§ EXERCISE PROMPT:
"Where can the distant" appears in one line; retype that line and all lines following it through the end of the records, with nothing left out or added.

***** ENTRIES SUPPLIED *****

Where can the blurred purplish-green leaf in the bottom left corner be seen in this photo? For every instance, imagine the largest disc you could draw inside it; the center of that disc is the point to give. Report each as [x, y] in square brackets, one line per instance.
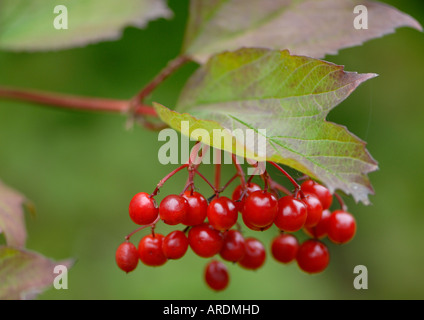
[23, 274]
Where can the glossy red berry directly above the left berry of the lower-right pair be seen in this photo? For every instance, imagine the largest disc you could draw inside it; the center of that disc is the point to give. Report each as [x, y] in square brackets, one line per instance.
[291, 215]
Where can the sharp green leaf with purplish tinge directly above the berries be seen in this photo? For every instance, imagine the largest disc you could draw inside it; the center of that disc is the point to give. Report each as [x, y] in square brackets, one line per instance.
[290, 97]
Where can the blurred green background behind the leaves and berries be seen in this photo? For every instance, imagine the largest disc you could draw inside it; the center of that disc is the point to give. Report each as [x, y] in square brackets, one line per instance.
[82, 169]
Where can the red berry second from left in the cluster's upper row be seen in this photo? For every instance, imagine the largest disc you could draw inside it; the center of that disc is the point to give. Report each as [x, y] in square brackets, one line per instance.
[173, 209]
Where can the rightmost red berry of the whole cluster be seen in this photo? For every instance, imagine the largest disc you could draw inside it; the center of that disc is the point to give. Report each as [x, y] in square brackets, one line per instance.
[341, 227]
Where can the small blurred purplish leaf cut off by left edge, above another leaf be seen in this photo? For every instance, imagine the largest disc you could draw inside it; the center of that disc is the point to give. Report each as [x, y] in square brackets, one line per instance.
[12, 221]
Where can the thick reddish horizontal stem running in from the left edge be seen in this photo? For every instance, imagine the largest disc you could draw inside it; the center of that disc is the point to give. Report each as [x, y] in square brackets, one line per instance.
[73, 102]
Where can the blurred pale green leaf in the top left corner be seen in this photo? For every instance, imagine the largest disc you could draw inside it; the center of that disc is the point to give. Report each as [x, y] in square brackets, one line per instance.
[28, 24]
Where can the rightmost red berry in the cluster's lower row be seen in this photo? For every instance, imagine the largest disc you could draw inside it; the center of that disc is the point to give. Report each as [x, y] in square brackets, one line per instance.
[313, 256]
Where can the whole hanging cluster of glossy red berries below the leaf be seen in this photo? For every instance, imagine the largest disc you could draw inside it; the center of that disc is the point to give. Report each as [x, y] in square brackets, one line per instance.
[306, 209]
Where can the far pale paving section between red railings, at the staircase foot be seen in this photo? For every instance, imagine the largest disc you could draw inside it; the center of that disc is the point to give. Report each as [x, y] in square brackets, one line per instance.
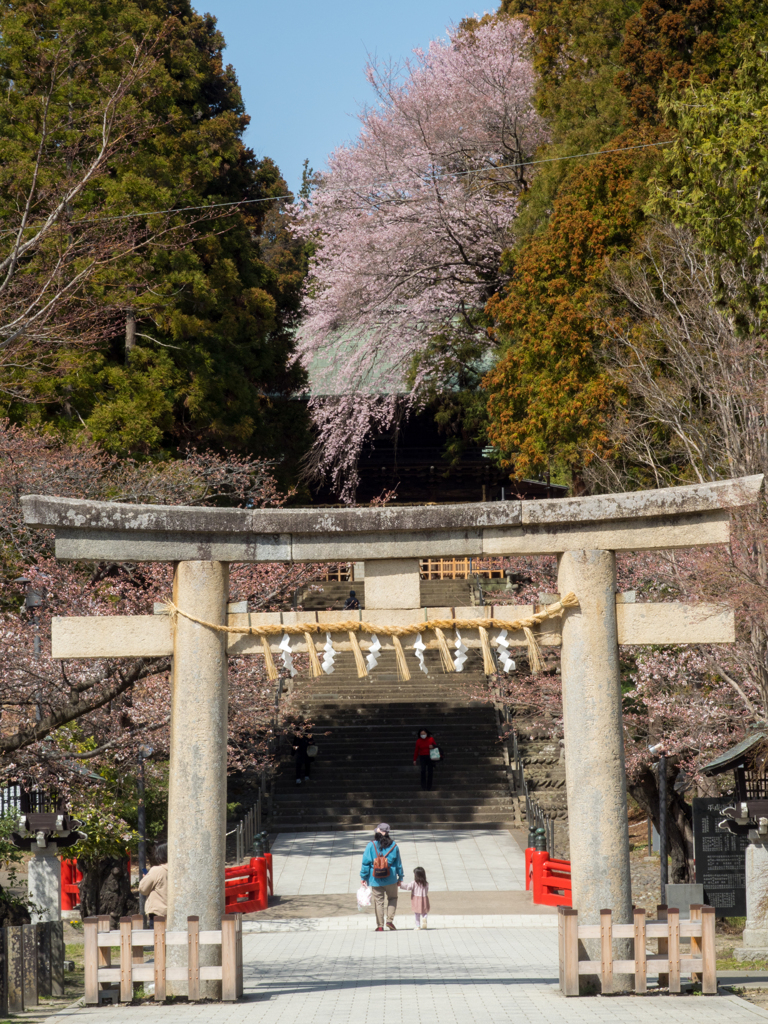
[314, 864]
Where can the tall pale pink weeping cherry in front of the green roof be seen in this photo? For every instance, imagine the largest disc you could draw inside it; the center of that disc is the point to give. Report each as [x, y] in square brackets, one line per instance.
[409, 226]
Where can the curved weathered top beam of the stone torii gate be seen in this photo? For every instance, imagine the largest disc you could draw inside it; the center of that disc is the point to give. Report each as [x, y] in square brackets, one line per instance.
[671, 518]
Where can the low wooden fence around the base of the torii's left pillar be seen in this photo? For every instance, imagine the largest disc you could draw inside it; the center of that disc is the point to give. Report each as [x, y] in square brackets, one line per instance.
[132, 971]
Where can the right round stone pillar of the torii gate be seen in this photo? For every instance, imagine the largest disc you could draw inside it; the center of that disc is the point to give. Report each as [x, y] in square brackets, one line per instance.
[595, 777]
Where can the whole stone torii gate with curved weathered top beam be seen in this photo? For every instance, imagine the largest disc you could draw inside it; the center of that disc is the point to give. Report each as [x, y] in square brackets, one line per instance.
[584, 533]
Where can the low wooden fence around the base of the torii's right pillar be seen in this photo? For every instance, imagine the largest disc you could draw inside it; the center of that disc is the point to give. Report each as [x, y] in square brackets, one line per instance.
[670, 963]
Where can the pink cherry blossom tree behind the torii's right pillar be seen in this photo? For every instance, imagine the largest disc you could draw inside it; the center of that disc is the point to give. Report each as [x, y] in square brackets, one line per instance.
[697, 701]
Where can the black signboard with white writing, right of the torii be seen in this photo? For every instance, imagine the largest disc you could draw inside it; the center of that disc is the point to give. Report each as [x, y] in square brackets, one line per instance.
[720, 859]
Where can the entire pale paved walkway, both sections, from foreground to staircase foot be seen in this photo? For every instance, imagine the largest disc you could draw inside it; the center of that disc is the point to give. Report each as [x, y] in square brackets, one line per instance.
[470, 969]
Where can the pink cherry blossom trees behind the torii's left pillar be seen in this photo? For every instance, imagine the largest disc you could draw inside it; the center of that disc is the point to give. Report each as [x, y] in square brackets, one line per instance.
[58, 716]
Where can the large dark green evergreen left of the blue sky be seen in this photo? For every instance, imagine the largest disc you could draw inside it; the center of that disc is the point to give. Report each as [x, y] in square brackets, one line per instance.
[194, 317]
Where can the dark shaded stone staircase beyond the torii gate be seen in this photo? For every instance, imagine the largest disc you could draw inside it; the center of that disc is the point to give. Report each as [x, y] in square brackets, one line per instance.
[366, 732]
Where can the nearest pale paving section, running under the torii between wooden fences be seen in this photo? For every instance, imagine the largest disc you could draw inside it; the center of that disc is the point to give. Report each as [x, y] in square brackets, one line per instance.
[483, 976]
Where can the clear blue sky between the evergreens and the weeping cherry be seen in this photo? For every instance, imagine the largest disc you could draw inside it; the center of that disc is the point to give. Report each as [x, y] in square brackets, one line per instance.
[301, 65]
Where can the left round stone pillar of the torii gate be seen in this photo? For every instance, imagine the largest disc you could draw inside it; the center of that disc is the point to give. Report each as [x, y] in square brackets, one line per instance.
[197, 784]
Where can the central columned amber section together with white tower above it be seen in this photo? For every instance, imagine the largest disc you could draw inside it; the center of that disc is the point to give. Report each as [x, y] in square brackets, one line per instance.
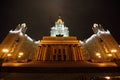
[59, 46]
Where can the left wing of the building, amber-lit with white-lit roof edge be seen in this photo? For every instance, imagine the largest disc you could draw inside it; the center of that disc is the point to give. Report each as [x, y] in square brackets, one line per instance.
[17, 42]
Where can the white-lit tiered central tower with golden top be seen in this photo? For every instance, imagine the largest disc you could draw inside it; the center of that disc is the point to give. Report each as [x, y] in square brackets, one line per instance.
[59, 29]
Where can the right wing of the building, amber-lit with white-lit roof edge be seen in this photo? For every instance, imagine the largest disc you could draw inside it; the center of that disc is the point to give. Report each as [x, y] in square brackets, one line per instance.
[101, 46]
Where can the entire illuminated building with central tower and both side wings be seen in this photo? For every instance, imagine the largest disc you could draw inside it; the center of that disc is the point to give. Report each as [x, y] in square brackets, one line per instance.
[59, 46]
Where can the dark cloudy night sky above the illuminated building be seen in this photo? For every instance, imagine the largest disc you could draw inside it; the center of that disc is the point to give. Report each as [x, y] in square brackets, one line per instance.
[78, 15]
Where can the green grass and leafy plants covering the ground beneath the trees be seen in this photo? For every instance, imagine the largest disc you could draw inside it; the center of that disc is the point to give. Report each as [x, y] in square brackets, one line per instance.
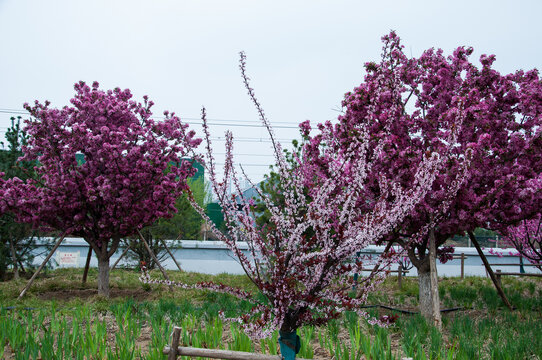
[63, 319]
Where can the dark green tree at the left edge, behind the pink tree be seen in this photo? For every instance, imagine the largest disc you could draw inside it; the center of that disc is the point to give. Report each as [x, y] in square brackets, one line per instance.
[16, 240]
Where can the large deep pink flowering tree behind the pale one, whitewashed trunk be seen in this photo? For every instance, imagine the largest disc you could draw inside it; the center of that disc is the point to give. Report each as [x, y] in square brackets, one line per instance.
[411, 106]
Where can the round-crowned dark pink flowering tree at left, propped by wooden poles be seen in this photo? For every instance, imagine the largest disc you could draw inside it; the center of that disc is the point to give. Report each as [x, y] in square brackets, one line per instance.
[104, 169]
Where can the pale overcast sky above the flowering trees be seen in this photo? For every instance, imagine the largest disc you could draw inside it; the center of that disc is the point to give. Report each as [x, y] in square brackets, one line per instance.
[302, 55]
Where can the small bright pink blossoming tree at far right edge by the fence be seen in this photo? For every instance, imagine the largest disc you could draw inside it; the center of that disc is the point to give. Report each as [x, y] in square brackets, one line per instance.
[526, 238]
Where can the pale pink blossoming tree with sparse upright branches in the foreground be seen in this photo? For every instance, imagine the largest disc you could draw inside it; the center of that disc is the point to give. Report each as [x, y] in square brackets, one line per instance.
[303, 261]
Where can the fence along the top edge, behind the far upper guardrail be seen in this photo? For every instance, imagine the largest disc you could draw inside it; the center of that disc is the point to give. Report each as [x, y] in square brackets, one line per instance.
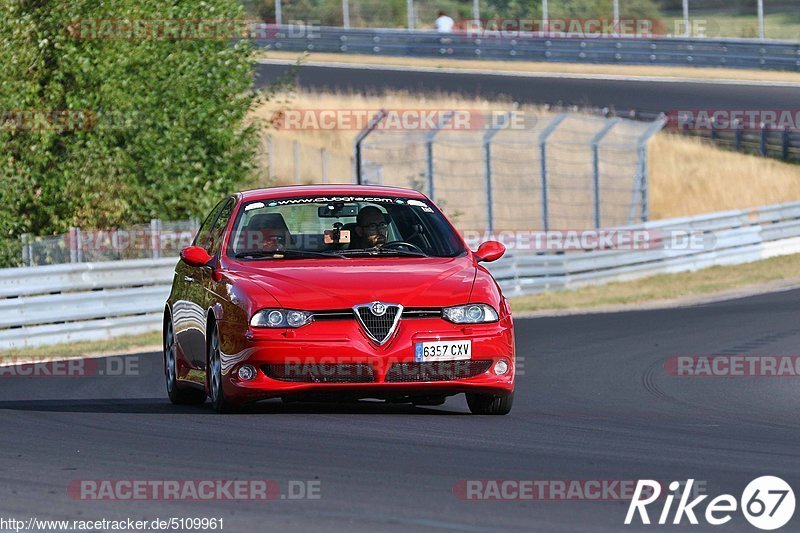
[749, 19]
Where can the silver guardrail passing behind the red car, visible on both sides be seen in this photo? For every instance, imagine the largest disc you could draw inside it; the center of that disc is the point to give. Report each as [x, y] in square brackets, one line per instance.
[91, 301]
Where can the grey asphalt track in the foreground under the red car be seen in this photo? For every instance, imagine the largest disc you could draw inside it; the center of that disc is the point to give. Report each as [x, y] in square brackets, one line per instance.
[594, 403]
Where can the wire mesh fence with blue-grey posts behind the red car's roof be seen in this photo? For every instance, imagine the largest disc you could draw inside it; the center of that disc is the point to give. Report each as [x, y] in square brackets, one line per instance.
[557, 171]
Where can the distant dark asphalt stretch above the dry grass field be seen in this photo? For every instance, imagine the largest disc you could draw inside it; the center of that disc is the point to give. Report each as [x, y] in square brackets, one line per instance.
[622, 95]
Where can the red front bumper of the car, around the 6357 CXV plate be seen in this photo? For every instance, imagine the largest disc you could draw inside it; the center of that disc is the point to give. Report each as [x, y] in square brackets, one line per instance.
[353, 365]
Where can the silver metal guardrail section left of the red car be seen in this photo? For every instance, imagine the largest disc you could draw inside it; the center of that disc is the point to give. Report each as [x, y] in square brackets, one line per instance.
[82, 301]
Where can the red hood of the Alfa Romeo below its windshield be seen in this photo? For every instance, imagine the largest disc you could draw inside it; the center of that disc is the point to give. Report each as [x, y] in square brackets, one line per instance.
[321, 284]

*****

§ ANSWER SPACE:
Where can the distant dark asphalt stretch above the dry grass field be seen in this photo? For every instance, imagine the largest disc you could draw inside it; the center of that disc is the point to give. Report each as [x, y] in square brackets, one line per instance.
[622, 95]
Where can the red front bumper of the car, around the 6357 CXV plate be seen in this photo? For every instance, imagine the largest disc you could draw inside it; the center of that disc is the point to give. Report each as [x, y] in square brackets, one line per instance.
[353, 365]
Where can the silver metal guardrail section left of the red car be seen in this photo? For every instance, imagine the largest disc you could draw inside it; the center of that disc is the point to give. Report each as [x, y] in square brackets, one line per instance.
[82, 301]
Where can the red hood of the Alfa Romeo below its windshield be seen in this photo? For every instance, imagine the largest disc you could draw inside it; the center of that disc is the point to give. Report each as [x, y] in square brackets, one line per instance.
[321, 284]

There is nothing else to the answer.